REQUIRED ACTIONS:
A: List every geographic place named in the motorhome forum thread.
B: Copy everything in the motorhome forum thread from "If you have" down to "Leclerc or Hypermarche.", word for word.

# Hallo People



## colpot (Jun 11, 2008)

This site looks the business. We recently bought a Hymer 564 RHD 1994 from a great guy in Devon. He used it to Wild Camp in Spain and Portugal and has inspired us. We are going to France in September for a couple of weeks and have joined France Passion which looks good (unless people here know different!), and also have the latest copy of "All the Aires" and are boring our friends silly with our plans. Sadly we are off to Tenerife for a week on Friday(flying - so no Hymer) . Last weekend the Water Pump packed up and I phoned the guy I bought the Hymer off to find out where the pump is, and he is sending me a spare he had in his garage so I will be fitting that when I return.


----------



## Deleted member 775 (Jun 11, 2008)

hi welcome to you


----------



## wildman (Jun 11, 2008)

Welcome to the site, too bad about tenerife, all that tax free booze being forced down you.


----------



## Deleted member 2636 (Jun 11, 2008)

Hallo and Welcome - or something like that

If you have a laptop then there are far better guides that you can download. You need a copy of Microsoft Autoroute or Via Michelin on the PC to start with. 
You'll find, after spending money, that the best and most up to date Aires guides seem to be printed in France. Buy them from Leclerc or Hypermarche.

A GPS is invaluable IMHO. Look up the details on your laptop and then transfer the co-ordinates to the GPS

Here's some to go on with and have fun

http://a.ccl.free.fr/annuaire/annuaire01.htm (en français  )

RAW RECORDS:
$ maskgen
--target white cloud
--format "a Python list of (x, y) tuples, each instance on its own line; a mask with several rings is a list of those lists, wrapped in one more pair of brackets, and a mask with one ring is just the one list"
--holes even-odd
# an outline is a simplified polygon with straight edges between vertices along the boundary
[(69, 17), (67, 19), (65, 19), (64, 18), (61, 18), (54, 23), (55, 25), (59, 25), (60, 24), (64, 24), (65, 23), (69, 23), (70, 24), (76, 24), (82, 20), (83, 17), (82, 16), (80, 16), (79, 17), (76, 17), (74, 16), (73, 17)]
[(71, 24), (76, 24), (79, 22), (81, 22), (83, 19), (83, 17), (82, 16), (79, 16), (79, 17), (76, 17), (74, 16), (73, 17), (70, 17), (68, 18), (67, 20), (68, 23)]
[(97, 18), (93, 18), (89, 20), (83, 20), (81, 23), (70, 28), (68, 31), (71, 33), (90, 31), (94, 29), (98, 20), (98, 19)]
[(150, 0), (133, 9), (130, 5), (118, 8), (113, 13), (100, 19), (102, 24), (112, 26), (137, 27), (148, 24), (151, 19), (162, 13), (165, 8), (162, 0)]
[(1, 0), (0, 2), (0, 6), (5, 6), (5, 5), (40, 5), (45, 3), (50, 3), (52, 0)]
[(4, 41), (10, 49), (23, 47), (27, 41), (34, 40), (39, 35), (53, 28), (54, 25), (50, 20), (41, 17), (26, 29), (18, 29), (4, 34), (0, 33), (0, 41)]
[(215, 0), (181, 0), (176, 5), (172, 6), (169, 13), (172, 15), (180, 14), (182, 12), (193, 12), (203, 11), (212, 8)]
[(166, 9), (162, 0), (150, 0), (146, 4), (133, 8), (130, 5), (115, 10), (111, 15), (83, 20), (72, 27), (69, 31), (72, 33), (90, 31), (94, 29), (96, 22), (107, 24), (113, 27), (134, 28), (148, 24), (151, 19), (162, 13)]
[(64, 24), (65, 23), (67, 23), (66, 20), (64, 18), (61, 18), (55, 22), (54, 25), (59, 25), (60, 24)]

THE RESULTS:
A: Devon, Spain, Portugal, France, Tenerife

B:
If you have a laptop then there are far better guides that you can download. You need a copy of Microsoft Autoroute or Via Michelin on the PC to start with. 
You'll find, after spending money, that the best and most up to date Aires guides seem to be printed in France. Buy them from Leclerc or Hypermarche.